** Task directions **
Print the line that contains "green fruit-dove, and" and every line that follows it in the data below, ending with the final line; include nothing else.

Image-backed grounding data
************
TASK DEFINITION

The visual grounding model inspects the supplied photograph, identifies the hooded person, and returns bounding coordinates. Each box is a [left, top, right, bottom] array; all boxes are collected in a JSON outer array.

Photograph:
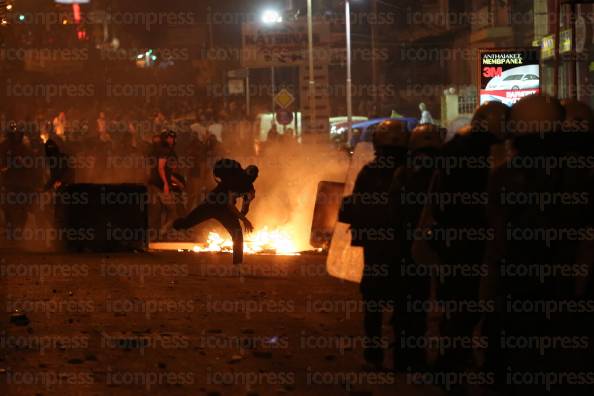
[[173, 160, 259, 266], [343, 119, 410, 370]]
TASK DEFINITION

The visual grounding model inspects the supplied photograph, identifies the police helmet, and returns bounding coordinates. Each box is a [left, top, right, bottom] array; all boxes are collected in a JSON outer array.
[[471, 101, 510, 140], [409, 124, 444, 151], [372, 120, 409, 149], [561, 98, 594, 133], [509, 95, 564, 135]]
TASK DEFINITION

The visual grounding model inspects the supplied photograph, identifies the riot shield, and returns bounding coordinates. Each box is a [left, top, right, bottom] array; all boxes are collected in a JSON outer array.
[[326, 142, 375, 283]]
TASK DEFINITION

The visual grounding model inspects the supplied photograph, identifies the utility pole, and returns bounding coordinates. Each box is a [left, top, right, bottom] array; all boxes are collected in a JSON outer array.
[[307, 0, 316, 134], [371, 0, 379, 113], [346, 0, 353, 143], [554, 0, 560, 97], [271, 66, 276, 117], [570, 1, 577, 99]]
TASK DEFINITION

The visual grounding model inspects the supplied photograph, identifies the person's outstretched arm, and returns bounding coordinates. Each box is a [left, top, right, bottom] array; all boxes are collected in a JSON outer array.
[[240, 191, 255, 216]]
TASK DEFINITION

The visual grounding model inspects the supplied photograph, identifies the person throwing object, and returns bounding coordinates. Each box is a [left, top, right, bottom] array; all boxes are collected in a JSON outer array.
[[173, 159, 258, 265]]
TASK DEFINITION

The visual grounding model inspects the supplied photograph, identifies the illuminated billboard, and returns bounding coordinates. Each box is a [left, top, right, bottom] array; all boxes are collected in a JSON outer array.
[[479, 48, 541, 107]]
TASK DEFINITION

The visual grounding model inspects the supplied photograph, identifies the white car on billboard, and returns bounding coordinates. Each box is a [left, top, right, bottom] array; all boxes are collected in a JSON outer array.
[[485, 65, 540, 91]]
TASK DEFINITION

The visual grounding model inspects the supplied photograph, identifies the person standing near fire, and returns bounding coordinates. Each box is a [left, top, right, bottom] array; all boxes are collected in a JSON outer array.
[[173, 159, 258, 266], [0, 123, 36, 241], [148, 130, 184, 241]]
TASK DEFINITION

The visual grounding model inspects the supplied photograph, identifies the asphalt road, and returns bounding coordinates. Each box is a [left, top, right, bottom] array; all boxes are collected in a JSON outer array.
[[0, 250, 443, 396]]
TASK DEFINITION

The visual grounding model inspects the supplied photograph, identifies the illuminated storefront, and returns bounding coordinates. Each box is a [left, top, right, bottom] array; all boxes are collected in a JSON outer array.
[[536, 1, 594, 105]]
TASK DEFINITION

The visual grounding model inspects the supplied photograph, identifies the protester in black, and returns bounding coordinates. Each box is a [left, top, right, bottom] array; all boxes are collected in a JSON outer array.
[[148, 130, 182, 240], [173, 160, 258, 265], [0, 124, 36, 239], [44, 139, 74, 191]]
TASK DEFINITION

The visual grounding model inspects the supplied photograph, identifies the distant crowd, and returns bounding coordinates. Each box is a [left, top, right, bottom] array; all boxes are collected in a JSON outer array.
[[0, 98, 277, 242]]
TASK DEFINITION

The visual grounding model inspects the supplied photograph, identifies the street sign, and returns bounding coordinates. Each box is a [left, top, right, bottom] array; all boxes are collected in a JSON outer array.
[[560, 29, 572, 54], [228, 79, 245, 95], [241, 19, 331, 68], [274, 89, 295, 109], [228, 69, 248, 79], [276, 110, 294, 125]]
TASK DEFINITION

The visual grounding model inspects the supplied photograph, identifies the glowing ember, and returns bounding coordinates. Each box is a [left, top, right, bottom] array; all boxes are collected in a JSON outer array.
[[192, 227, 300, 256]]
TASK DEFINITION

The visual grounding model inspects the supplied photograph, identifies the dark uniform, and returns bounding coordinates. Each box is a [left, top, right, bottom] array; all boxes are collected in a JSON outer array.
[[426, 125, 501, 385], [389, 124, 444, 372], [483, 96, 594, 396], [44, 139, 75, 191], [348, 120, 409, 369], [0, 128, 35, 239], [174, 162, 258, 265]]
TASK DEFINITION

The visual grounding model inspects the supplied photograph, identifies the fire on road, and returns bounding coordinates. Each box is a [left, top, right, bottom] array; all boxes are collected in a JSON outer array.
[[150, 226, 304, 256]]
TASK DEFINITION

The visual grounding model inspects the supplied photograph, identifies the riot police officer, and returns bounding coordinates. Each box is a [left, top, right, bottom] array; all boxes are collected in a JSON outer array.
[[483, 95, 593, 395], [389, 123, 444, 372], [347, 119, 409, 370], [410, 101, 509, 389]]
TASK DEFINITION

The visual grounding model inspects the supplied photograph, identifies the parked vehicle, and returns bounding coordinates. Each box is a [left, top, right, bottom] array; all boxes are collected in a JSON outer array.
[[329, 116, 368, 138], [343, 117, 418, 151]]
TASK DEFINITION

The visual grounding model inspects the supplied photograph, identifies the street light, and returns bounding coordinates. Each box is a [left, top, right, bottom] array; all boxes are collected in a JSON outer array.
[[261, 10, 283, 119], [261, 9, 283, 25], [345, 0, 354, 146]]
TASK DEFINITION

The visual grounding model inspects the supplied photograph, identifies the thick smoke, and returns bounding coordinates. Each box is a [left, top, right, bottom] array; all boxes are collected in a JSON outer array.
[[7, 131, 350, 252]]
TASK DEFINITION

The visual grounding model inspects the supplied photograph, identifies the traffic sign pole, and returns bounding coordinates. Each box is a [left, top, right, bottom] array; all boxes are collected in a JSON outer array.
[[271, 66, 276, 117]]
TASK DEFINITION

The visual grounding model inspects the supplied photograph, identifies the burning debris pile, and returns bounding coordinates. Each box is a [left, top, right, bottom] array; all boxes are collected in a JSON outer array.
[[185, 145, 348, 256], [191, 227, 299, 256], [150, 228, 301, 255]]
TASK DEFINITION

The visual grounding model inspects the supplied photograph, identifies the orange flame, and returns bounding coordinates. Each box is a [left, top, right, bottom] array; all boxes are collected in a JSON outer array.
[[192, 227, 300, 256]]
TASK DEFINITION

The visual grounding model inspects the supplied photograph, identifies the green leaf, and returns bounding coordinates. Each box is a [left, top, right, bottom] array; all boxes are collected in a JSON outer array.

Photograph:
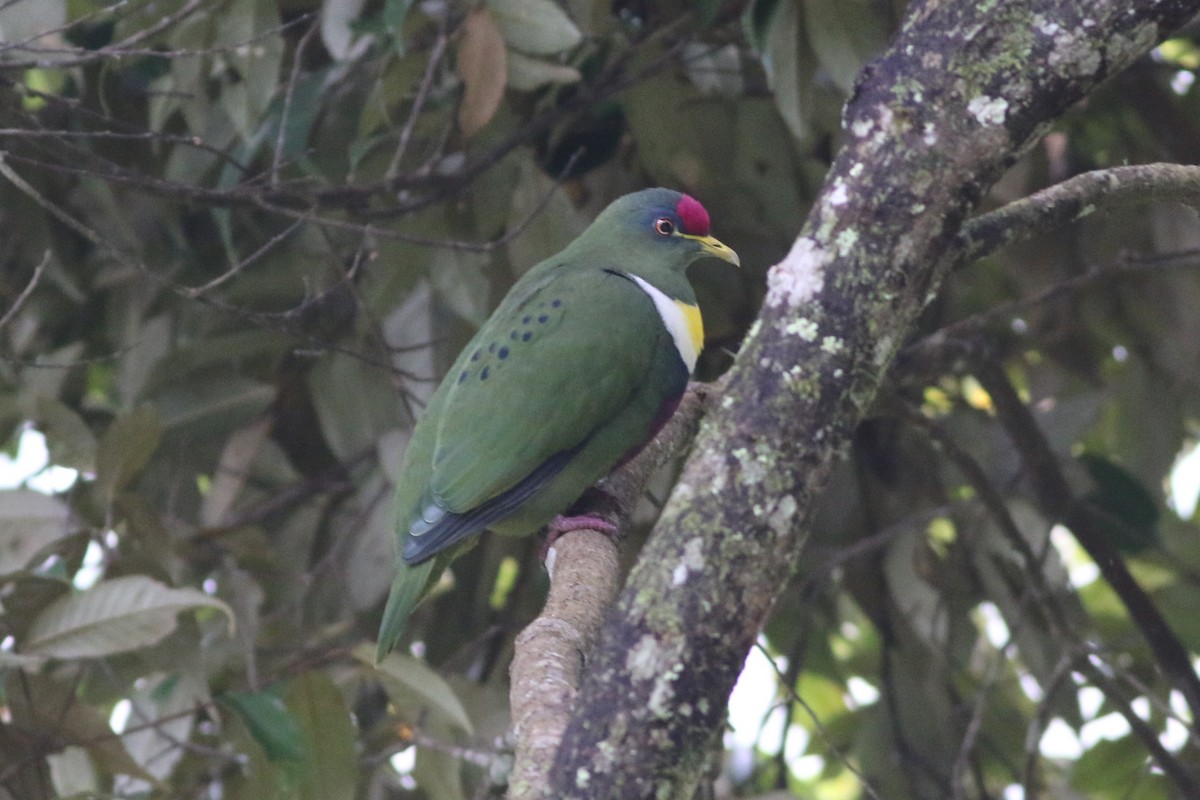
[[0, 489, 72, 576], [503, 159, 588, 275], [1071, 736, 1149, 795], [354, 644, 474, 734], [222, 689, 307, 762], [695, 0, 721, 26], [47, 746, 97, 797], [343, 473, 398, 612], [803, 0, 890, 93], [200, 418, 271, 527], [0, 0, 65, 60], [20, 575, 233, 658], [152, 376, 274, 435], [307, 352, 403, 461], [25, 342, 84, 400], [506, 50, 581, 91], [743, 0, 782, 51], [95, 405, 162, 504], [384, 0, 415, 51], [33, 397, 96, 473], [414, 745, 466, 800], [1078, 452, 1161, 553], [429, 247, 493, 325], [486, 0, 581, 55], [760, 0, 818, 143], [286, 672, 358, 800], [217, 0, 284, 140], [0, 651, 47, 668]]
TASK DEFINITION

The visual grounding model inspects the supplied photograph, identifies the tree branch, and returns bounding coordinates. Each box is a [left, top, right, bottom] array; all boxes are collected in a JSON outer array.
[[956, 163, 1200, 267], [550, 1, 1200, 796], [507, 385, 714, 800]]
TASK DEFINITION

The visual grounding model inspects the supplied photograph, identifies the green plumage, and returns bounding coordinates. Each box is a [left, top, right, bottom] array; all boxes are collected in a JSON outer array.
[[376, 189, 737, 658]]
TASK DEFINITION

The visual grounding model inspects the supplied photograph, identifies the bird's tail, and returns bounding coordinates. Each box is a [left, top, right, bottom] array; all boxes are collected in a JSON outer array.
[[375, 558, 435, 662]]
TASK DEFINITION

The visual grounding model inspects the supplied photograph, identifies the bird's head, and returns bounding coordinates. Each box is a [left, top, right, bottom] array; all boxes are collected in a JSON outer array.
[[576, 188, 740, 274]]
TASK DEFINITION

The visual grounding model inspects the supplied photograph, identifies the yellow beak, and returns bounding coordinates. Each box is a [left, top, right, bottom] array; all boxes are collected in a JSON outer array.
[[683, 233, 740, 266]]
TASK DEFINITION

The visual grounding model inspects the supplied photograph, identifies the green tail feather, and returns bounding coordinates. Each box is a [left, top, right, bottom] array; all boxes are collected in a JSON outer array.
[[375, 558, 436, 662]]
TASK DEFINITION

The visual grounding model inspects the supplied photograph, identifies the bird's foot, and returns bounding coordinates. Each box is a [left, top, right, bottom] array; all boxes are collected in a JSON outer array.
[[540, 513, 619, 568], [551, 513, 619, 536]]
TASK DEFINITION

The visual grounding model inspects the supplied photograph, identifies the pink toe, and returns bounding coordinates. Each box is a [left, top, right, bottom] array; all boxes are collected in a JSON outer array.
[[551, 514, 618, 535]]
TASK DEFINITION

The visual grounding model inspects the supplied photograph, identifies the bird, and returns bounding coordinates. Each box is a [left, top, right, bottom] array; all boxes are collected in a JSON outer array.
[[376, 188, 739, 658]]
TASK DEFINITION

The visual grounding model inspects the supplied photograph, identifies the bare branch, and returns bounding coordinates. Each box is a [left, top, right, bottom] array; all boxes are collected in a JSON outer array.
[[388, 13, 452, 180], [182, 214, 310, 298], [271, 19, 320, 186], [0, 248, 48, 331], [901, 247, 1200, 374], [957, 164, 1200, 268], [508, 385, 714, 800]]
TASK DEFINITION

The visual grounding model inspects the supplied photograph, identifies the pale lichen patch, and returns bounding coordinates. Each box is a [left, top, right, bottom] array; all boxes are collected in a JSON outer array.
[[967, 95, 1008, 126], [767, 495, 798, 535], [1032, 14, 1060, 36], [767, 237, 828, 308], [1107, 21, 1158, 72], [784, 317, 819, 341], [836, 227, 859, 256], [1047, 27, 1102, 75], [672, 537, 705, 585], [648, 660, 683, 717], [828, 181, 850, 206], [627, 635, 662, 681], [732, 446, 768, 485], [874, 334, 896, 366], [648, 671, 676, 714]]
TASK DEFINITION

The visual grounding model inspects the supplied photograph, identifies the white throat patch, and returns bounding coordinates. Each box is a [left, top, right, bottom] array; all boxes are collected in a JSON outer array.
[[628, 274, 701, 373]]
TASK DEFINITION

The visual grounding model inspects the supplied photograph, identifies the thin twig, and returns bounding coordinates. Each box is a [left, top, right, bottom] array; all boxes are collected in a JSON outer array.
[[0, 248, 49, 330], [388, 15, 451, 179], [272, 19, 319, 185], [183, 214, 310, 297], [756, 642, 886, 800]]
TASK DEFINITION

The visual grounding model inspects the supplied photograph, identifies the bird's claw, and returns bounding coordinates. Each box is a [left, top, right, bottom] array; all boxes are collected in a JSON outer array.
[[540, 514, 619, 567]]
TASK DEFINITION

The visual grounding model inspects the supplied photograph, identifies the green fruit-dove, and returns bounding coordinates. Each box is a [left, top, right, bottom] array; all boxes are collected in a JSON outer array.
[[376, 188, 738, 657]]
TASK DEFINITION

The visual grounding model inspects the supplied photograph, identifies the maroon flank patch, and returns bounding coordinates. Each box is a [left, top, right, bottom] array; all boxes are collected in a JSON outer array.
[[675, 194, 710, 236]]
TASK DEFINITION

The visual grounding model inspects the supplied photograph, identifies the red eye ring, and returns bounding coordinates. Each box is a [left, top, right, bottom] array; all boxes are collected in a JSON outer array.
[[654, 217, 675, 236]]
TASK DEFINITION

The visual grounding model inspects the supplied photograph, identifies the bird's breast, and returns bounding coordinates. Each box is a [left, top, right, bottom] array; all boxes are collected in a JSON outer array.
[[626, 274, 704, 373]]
************
** Expected answer **
The visual grounding model inspects the supplied photograph, identifies the green fruit-dove, and returns bounding coordinates. Each box is a [left, top, right, bottom] array; all boxes are collected in a JSON outer array.
[[376, 188, 738, 657]]
TASK DEFINITION

The visual grounding model inspects the supplied photograph, identifies the maroon flank patch, and returns bounding coordinates. Each box is a [left, top, right, bottom] array; all boxes are collected in a JSON outer array.
[[675, 194, 710, 236]]
TASK DEFINITION

The visual grounding model inspects the supplied photograph, identifies the red eye ring, and returns bounding coordinates. Each box is a [left, top, right, bottom] array; all boxes are collected in a JSON outer array.
[[654, 217, 675, 236]]
TASK DEFINITION

The visual grounding model inspects the supplied photograph, identifies the bird's breast, and returns bounding coordinates. Each box is a [left, top, right, bottom] array; all boxes are collected in a JSON outer array.
[[626, 274, 704, 373]]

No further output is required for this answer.